TEXTO PARA LER
(PUBLICADO NO CORREIO DO RIBATEJO DE 19 DE JANEIRO DE 2001)
Intitulei A ESCOLA, a IV MEMÓRIA DO MEU BAIRRO, publicada no “Correio” de 18 de Dezembro de 1992. Como o tempo passa, parece que foi ontem!
Ainda que assim intitulada, baseou-se fundamentalmente na figura do meu professor, Agnelo da Silva Lázaro, que nunca esquecerei.
Ao olhar para o material que as crianças hoje usam na escola primária, fez-me lembrar o que se passava no meu tempo e na escola do meu bairro.
O uso diário da bata branca era obrigatório, incluindo os professores e só abolido após o 25 de Abril de 1974.
[Turma da 4ª classe (1948/49) com o Prof. Agnelo da Silva Lázaro]
Lembro-me que número significativo de alunos iam para a escola descalços, chovesse ou fizesse sol e alguns dos que se apresentavam calçados, quando chegavam a casa, descalçavam os sapatos para não os estragar, indo brincar de pé ao léu, mesmo jogando a bola.

INSTRUÇÕES DA TAREFA
Reproduza integralmente o texto acima sobre a escola do bairro.

Entradas de indicação de objetos nomeados:
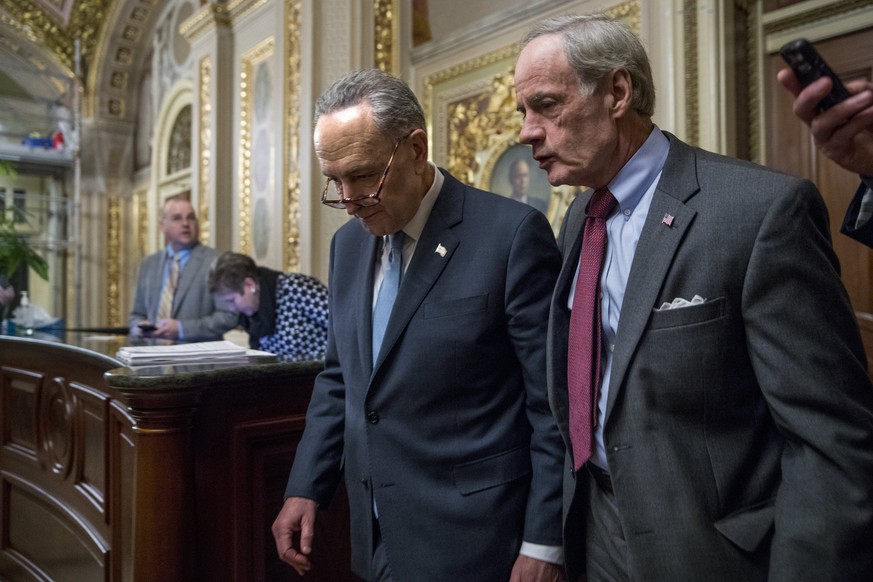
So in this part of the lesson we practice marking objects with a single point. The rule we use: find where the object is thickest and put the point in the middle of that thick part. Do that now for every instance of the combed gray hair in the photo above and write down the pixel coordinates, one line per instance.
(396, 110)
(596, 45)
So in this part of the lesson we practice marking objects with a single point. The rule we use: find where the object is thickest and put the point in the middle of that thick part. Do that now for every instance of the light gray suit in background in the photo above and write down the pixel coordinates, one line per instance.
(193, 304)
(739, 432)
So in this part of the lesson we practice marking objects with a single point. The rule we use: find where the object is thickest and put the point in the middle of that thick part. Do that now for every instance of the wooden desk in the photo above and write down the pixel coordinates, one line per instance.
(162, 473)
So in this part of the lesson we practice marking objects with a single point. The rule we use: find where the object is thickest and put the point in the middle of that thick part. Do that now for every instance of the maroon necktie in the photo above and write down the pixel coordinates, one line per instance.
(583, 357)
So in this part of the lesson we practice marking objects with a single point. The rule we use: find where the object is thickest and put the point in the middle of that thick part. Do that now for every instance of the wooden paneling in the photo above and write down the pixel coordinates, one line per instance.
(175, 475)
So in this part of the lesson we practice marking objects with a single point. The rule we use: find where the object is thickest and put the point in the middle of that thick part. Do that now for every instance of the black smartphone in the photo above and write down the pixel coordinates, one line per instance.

==

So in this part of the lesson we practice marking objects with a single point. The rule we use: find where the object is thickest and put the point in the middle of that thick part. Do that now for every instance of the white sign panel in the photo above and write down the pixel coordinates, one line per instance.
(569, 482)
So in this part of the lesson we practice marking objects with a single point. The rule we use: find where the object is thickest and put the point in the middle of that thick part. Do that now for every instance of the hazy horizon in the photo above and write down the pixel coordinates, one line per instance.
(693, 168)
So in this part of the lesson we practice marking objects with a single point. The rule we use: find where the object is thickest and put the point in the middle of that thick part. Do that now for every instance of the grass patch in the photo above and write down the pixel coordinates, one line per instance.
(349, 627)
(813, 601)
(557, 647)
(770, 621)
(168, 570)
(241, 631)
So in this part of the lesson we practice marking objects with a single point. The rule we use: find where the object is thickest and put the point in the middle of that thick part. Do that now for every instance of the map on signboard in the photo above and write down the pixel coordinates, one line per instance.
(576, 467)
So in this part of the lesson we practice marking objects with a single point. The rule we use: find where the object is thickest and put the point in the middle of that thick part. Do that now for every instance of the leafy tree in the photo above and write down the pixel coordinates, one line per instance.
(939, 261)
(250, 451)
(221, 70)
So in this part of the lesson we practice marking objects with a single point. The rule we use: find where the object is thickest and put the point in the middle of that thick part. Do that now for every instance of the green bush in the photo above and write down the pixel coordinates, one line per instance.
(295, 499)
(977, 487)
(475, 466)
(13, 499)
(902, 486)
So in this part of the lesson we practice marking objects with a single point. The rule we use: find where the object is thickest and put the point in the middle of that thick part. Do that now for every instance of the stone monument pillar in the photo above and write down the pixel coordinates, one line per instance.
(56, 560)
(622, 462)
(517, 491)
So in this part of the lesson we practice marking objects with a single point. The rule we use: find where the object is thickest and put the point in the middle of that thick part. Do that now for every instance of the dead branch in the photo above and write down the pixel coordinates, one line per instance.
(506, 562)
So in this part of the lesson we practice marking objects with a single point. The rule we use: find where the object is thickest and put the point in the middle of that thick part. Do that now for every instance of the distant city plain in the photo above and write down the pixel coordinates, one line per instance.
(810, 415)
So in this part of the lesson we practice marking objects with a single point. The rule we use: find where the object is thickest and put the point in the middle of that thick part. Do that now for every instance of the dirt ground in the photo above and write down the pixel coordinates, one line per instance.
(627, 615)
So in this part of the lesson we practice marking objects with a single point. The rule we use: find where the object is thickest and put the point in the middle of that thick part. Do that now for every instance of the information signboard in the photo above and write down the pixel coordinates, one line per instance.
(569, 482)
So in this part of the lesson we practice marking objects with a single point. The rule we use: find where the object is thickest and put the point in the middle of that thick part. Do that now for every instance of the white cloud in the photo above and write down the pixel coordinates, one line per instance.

---

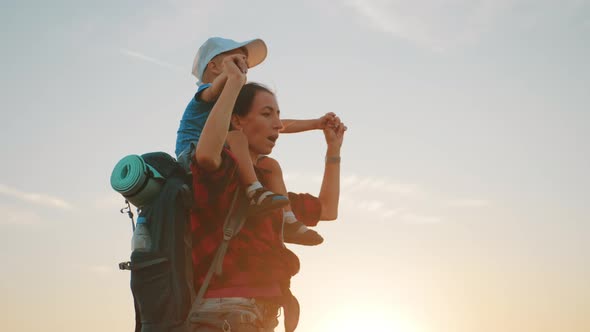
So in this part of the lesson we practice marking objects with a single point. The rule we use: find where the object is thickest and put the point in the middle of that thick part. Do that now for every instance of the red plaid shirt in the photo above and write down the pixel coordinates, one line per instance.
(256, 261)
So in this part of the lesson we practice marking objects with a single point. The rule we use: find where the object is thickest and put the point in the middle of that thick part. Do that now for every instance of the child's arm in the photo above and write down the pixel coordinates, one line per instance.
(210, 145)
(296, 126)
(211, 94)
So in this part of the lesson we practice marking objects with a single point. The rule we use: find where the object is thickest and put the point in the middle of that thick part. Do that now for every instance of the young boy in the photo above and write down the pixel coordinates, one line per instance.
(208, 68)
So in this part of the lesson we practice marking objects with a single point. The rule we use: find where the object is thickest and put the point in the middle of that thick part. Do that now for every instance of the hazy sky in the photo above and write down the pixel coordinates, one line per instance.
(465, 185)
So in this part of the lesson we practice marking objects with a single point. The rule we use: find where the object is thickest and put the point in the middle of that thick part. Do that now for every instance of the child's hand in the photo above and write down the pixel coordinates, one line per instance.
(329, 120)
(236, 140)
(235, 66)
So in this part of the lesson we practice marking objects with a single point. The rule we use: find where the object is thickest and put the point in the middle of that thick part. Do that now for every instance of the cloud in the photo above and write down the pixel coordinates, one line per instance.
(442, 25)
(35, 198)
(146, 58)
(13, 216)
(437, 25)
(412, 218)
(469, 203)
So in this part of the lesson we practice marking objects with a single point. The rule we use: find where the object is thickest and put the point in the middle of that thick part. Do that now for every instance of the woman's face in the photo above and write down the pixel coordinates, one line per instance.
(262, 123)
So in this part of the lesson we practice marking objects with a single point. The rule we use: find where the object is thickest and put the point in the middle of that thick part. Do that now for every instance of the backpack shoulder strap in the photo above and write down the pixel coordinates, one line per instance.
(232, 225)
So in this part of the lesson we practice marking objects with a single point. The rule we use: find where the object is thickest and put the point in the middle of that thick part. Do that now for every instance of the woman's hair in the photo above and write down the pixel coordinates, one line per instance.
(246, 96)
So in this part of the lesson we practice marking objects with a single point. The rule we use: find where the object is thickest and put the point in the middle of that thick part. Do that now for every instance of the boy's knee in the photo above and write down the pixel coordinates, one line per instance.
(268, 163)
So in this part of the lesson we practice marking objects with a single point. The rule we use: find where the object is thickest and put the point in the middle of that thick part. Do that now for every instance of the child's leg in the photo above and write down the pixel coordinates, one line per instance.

RESULTADO
(PUBLICADO NO CORREIO DO RIBATEJO DE 19 DE JANEIRO DE 2001)
Intitulei A ESCOLA, a IV MEMÓRIA DO MEU BAIRRO, publicada no “Correio” de 18 de Dezembro de 1992. Como o tempo passa, parece que foi ontem!
Ainda que assim intitulada, baseou-se fundamentalmente na figura do meu professor, Agnelo da Silva Lázaro, que nunca esquecerei.
Ao olhar para o material que as crianças hoje usam na escola primária, fez-me lembrar o que se passava no meu tempo e na escola do meu bairro.
O uso diário da bata branca era obrigatório, incluindo os professores e só abolido após o 25 de Abril de 1974.
[Turma da 4ª classe (1948/49) com o Prof. Agnelo da Silva Lázaro]
Lembro-me que número significativo de alunos iam para a escola descalços, chovesse ou fizesse sol e alguns dos que se apresentavam calçados, quando chegavam a casa, descalçavam os sapatos para não os estragar, indo brincar de pé ao léu, mesmo jogando a bola.